TASK TO CARRY OUT
Reproduce the listing that follows, unchanged and complete.

RECORDS SHOWN

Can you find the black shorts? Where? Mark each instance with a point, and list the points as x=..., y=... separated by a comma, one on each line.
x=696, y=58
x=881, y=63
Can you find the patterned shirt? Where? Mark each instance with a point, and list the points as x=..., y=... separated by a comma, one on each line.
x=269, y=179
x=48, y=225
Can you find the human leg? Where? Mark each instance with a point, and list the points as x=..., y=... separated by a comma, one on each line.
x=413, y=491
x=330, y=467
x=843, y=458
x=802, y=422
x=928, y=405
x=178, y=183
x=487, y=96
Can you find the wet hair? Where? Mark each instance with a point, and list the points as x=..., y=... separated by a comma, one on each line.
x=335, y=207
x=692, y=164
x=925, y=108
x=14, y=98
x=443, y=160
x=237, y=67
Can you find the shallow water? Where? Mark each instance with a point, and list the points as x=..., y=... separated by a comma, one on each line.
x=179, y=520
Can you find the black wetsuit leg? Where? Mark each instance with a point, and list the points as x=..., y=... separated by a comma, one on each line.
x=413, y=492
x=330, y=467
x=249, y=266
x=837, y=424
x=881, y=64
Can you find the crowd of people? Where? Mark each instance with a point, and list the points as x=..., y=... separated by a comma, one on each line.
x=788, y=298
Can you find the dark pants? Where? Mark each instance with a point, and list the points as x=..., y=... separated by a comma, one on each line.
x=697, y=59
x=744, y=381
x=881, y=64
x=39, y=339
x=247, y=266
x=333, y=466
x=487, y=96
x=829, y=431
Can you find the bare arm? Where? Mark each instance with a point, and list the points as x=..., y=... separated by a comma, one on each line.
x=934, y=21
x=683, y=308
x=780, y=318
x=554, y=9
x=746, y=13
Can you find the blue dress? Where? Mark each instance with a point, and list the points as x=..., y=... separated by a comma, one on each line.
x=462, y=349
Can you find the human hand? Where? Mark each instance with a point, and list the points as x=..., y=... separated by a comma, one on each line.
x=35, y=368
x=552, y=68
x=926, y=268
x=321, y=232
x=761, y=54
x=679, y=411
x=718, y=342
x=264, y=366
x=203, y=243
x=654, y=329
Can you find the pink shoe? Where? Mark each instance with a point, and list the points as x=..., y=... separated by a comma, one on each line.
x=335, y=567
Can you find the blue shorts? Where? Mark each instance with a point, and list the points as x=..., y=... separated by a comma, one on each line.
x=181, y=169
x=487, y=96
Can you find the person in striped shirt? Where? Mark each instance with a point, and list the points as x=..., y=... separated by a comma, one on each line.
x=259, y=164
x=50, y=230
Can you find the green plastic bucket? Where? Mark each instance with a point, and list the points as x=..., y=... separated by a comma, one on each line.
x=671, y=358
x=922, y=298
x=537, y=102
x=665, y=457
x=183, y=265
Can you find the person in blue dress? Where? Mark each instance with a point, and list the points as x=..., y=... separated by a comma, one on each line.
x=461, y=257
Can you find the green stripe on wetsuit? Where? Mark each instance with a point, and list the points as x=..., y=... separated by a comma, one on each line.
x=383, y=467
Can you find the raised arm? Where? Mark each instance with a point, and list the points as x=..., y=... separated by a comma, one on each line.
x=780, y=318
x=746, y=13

TASK OUTPUT
Can you find the black shorts? Where? Mark each instance with a point, and list the points as x=..., y=... separated by a comma, one on each line.
x=696, y=58
x=881, y=63
Can you find the patterned shirt? Where? Mark each instance with a point, and list the points as x=..., y=... separated by a comma, one on each line.
x=269, y=179
x=48, y=225
Can you find the human leg? Where? Mark each instance with a point, and list the points as x=..., y=... separated by a comma, one on each line.
x=413, y=491
x=330, y=467
x=843, y=458
x=802, y=422
x=928, y=405
x=178, y=183
x=487, y=96
Can you find the wet hair? Where? Mark each instance with a point, and list the points as x=..., y=... separated by a comma, one on each line.
x=335, y=207
x=692, y=164
x=925, y=108
x=14, y=98
x=443, y=160
x=237, y=67
Can you find the shallow water? Where? Mark each instance with a point, and list the points as x=..., y=... separated by a comma, one on each line.
x=179, y=520
Can you find the black wetsuit leg? Where? Mark each instance with a point, and list the points as x=..., y=... separated by a comma, one on each line.
x=413, y=492
x=330, y=467
x=249, y=266
x=837, y=424
x=881, y=64
Can you find the crowd of people? Where? Mark each instance with a point, and list the points as x=..., y=... separated by a comma, one on each line.
x=788, y=298
Can you find the dark pants? Where? Mark each instance with a point, and list the points as x=..., y=... separated by a comma, one on each line.
x=697, y=59
x=744, y=381
x=881, y=64
x=39, y=339
x=247, y=266
x=333, y=466
x=487, y=96
x=829, y=431
Can you find the bare arm? Where? Mark each instance with a point, and list the points as x=..., y=... separated by a comma, one on each line.
x=934, y=21
x=683, y=308
x=780, y=318
x=554, y=9
x=746, y=13
Can you find the blue dress? Where? Mark each instance with a point, and list the points as x=..., y=... separated by a comma, one on each line.
x=462, y=349
Can you find the human hand? Where? Mark each instance with a point, and list the points as x=..., y=... separated by a comma, one on each line.
x=35, y=368
x=552, y=68
x=926, y=268
x=321, y=232
x=761, y=54
x=679, y=411
x=718, y=342
x=264, y=366
x=203, y=243
x=654, y=329
Can you find the pink shoe? Where? Mark each instance with a point, and list the points as x=..., y=... separated by a comma, one on each line.
x=335, y=567
Can you find the blue shorts? Where? Mark each instance with a point, and list the points as x=..., y=... separated by a comma, one on each line.
x=181, y=169
x=487, y=96
Can you find the person in striped shirt? Where? Mark each instance with a point, and list the points as x=..., y=... separated by a comma, one on each line.
x=259, y=164
x=50, y=230
Can you find the green plastic bucket? Where? Mark each instance with a point, and list the points as x=..., y=... separated by a comma, one on each line.
x=671, y=358
x=922, y=298
x=537, y=102
x=665, y=457
x=183, y=265
Can you find the person in blue dress? Where? Mark each instance with a point, and list the points as x=..., y=... separated by a comma, one on each line.
x=461, y=257
Can you find the green stripe on wetsuit? Where? Mark each instance with a point, and list the points as x=..., y=... separated by a comma, one on each line.
x=383, y=467
Can you find the raised arm? Where? Mark each instance with a point, and list the points as x=..., y=... separated by a comma, one on each line.
x=780, y=318
x=746, y=13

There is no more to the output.